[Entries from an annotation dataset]
===============

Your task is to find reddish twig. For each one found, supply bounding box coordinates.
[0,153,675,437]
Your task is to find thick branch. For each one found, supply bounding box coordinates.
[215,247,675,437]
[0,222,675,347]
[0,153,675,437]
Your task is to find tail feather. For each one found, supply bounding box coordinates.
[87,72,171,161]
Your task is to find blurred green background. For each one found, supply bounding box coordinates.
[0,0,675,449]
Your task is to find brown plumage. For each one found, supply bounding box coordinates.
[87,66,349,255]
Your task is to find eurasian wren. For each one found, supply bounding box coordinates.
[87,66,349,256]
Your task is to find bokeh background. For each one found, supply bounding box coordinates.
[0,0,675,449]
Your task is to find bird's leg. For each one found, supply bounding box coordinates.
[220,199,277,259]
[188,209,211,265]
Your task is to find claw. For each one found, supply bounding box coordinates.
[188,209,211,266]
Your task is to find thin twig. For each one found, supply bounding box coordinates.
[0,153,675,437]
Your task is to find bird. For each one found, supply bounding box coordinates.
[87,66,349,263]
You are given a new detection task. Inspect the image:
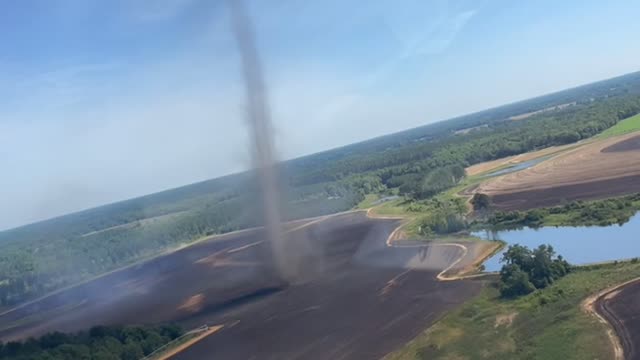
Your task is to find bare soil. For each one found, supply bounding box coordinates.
[602,135,640,153]
[474,134,640,210]
[0,213,482,359]
[595,280,640,360]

===============

_Directions:_
Quote the records in their entirety, keeping the wording exact and excluding pictures.

_Solved problem:_
Your task is to find reddish twig. For each one found, supply bounding box coordinates.
[0,153,675,437]
Your task is to find thick branch. For each one found, supply bounding box coordinates.
[215,247,675,437]
[0,222,675,347]
[0,153,675,437]
Your task is to find tail feather. For each one found, supply bounding box coordinates.
[87,72,171,161]
Your task is to find blurred green background. For each one found, supply bounding box coordinates.
[0,0,675,449]
Your task is to find brown plumage. For each one found, supply bounding box coordinates.
[87,66,349,255]
Your task is to find eurasian wren. For each one found, supply bounding box coordinates.
[87,66,349,256]
Your task is to find bokeh background. For each one found, supply bounding box coordinates.
[0,0,675,449]
Your task is to find bird's leg. For each one found, supply bounding box coordinates.
[220,199,277,259]
[188,209,211,265]
Your task is to find claw. For each one found, supply bounding box coordinates.
[188,209,211,266]
Your task is to find thin twig. For each one found, supply bounding box coordinates.
[0,153,675,437]
Your task is to find bird. For each one found, supply bounding box coordinates.
[87,66,349,263]
You are given a new detection task. Inspect the image:
Your task is to find bare soil. For each one found, supply bounding box coordinates.
[602,135,640,153]
[474,134,640,210]
[0,213,482,359]
[595,280,640,360]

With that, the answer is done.